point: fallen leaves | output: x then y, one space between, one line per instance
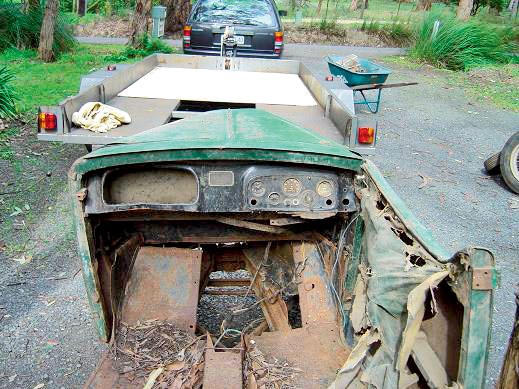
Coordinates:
24 259
174 357
268 374
153 377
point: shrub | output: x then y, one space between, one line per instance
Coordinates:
147 46
461 45
22 30
7 95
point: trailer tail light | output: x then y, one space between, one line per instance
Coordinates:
47 121
366 135
187 36
278 42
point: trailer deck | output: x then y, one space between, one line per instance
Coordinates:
165 88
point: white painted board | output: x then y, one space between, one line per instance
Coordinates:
221 86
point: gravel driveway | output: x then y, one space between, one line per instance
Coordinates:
432 130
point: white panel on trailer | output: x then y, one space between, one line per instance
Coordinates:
221 86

=-=-=-=-=

• THE TASK:
Give back, exactly as written, the lines from the one with "point: shrub |" to the last line.

• TASK SOLUTION:
point: shrub | output: x then y, one space between, one line per instance
Coordinates:
147 46
461 45
22 30
7 95
point: trailer tail light | output: x then y, one space between, one line per instance
Coordinates:
47 121
366 135
187 36
278 42
point: trailer deck | output: x then y, one space between, one line per instance
Coordinates:
165 88
point: white painted board | output: x then y, one space between, one line per instance
Coordinates:
221 86
point: gravel driveway | output: x then y, one space between, one line per instance
Coordinates:
432 130
point: white panel on trailer | output: x then y, one space between, one line per instance
Coordinates:
221 86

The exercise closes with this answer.